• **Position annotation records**
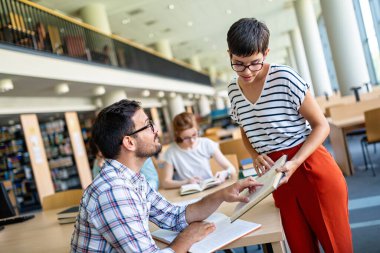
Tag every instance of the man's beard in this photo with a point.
(145, 150)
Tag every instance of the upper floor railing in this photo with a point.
(31, 26)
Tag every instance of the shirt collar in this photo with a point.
(126, 173)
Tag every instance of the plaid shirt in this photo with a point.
(114, 213)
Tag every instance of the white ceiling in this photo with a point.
(211, 20)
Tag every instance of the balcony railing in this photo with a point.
(28, 25)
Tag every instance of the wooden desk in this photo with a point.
(44, 234)
(40, 234)
(338, 131)
(264, 213)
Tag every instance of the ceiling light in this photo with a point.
(98, 91)
(62, 88)
(6, 85)
(160, 94)
(126, 21)
(145, 93)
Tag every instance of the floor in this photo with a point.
(364, 200)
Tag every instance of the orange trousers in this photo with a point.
(314, 205)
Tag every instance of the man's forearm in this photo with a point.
(205, 207)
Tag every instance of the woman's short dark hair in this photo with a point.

• **TO BE DONE**
Reformat the listing above as a numbered list of its lines, skipping any blank lines. Omit the pictures from the list.

• **RESPONSE TO THE TASK**
1. Tag every instance of the man's beard in this photo with a point.
2. (145, 150)
3. Tag every instance of the upper floor railing in this photo with a point.
4. (31, 26)
5. Tag every instance of the shirt collar in this photo with a point.
6. (126, 173)
7. Tag every instance of the plaid shirt in this photo with a point.
8. (114, 213)
9. Tag every instance of the white ceiling in this photo with a point.
10. (211, 20)
11. Tag every instance of the balcony railing in this photo with a point.
12. (28, 25)
13. Tag every instance of the wooden desk in this photo with a point.
14. (44, 234)
15. (40, 234)
16. (338, 131)
17. (264, 213)
18. Tag every instance of the ceiling light in this photo with a point.
19. (98, 91)
20. (62, 88)
21. (6, 85)
22. (160, 94)
23. (126, 21)
24. (145, 93)
25. Tag every instance of the floor in this photo with a point.
26. (364, 200)
27. Tag every instance of the orange trousers in this photo with a point.
28. (314, 205)
29. Tag every instance of the man's forearm in this photo with a point.
30. (205, 207)
31. Tag every instance of the woman's short dark hair in this photo with a point.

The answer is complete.